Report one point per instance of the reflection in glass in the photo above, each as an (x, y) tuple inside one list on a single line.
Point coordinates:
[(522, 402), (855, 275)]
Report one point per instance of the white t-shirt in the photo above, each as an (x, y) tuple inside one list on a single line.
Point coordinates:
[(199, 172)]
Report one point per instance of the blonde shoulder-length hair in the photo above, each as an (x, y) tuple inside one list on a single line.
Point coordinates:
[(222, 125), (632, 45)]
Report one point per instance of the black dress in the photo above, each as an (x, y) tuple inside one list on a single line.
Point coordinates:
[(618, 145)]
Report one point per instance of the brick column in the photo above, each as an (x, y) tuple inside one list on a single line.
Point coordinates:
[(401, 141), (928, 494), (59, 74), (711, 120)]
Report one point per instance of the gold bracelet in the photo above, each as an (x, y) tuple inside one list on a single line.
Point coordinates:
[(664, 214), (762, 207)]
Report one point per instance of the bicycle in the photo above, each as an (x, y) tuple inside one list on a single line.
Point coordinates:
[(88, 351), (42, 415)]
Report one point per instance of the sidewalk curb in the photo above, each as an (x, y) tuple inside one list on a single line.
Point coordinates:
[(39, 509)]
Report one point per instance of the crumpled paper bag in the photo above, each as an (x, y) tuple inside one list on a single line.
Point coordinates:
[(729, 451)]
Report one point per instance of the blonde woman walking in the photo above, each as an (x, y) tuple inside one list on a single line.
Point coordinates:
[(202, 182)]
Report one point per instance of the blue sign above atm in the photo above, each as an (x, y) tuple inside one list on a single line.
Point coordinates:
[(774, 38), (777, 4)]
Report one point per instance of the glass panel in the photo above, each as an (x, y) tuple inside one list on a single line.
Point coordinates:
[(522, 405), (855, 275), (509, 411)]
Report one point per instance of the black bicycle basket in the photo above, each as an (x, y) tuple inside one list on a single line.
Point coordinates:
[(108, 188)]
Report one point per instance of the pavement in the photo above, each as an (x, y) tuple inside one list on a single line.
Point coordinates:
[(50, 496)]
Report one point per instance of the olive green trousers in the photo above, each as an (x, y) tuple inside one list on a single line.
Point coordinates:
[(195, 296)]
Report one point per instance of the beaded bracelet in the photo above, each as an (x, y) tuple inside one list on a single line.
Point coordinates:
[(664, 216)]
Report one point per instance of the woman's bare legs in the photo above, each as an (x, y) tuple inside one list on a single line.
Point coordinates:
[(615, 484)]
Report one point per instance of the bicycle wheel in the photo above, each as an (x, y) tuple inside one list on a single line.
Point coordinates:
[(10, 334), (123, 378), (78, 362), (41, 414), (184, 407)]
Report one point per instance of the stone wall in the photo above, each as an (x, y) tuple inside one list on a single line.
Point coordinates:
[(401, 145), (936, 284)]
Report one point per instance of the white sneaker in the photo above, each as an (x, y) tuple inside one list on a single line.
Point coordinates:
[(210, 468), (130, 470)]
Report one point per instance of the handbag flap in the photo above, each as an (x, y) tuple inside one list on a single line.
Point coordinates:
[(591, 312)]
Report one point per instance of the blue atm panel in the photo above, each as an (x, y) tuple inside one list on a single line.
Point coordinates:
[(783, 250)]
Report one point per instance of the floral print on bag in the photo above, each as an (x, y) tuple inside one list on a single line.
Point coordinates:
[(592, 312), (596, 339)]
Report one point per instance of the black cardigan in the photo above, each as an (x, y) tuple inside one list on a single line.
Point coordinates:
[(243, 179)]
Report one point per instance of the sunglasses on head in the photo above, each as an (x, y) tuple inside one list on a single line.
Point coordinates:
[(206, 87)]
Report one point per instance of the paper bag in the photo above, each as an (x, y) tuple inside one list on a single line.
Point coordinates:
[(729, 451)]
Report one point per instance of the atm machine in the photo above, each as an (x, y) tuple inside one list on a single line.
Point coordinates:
******
## WHAT THE TASK ASKS
Copy every one of the lines above word for word.

## EXERCISE RESPONSE
Report one point per instance of the reflection in glass in the photo above, each as an (x, y) tuple inside one list on a single line.
Point coordinates:
[(522, 402), (855, 275)]
Report one point per instance of the white t-shirt in the photo above, each as an (x, y) tuple inside one list on a single line.
Point coordinates:
[(199, 172)]
Report one point per instance of the blonde shoulder-length hair in the photo above, each as an (x, y) tuple inside one list on a single line.
Point coordinates:
[(222, 125), (632, 45)]
Report one point per instance of the black dress in the photo above, each as an (x, y) tuple inside one list on a single line.
Point coordinates:
[(618, 145)]
Report one point per instance of the brick column in the photo above, each as an (x, y) tuple inside one list on a single line.
Point coordinates:
[(401, 141), (928, 494), (59, 74), (711, 120)]
Report one point per instance of the gold bracelet in the photo above, each as an (x, y) tuple inside one list on a single line.
Point coordinates:
[(664, 214), (762, 207)]
Report one point per instance of the bicycle in the photo above, each as an (x, y) tuple inside one list on a single line.
Point coordinates:
[(88, 351), (42, 415)]
Report one point per instance of the sidewalk curb in the photo above, each as an (x, y) tuple inside one list on a single line.
Point coordinates:
[(39, 509)]
Report one point per instance of the crumpled paper bag in the photo above, each as an (x, y) tuple inside one list on a single line.
Point coordinates:
[(729, 451)]
Report one point per instance of the blonde woman walking in the photo above, each as an (x, y) tuple inside one list on a single line.
Point coordinates:
[(202, 182)]
Report one point per instance of the blue sign above atm in the photo above, each as an (x, y) tuple inside one list on a single line.
Point coordinates:
[(774, 38), (777, 4)]
Report one point per instance of the glass panel in the photo above, each as an (x, y) tuple inside one list on a single line.
Point coordinates:
[(522, 405), (855, 275), (509, 411)]
Report one point per instance of the black bicycle basket in the photo above, each as an (x, y) tuple inside one list on a single line.
Point coordinates:
[(108, 188)]
Report one point per instance of the pavement in the photo above, each as an (x, y) tuple inside one list on a single line.
Point coordinates:
[(50, 496)]
Report one point per instance of the olive green trousers in the photo above, each as an (x, y) tuple inside one list on a single line.
Point coordinates:
[(195, 296)]
Report one point per instance of the beaded bracelet in the photo above, each as an (x, y) tuple inside one list on a single line.
Point coordinates:
[(664, 216)]
Report one point per instance of the woman's bare legs in the photo above, each as an (x, y) tuple inside one list on a single line.
Point coordinates:
[(615, 484)]
Report one point per instance of the bicycle wheel in the photo above, each as an (x, y) tuple inside one list on a single line.
Point coordinates:
[(10, 334), (123, 378), (78, 362), (41, 414), (184, 407)]
Report one point per instance of the stone wall in the photo above, each as an (x, y) tuple inside one list on a single line.
Point coordinates:
[(401, 145), (936, 284)]
Report one point per instance of the white sneaker in the photo above, each as an (x, y) tuple inside one list on a single line.
Point coordinates:
[(210, 468), (130, 470)]
Report one point per instance of the handbag flap in the photo above, each as an (x, y) tuple inside one list on a single line.
Point coordinates:
[(591, 312)]
Report one point per instance of the blue atm panel in the photo above, each as an (x, y) tuple inside one list on a single line.
Point coordinates:
[(783, 250)]
Report one point per instance of the floral print on bag in the photo above, each as an (x, y) tuple inside one list on a single line.
Point coordinates:
[(592, 312), (596, 339)]
Report one point per instance of the black cardigan in the photo above, each as an (x, y) tuple inside one list on a single line.
Point coordinates:
[(243, 179)]
Report one point per instance of the sunglasses on head in the photo above, each as an (x, y) tuple inside one list on a single line.
Point coordinates:
[(206, 87)]
Report one point per instance of the paper bag in the photo above, each as an (x, y) tuple inside one list on a single line.
Point coordinates:
[(729, 451)]
Report one point per instance of the atm machine in the photo above, each as an (x, y) tuple inside one list on a single line.
Point coordinates:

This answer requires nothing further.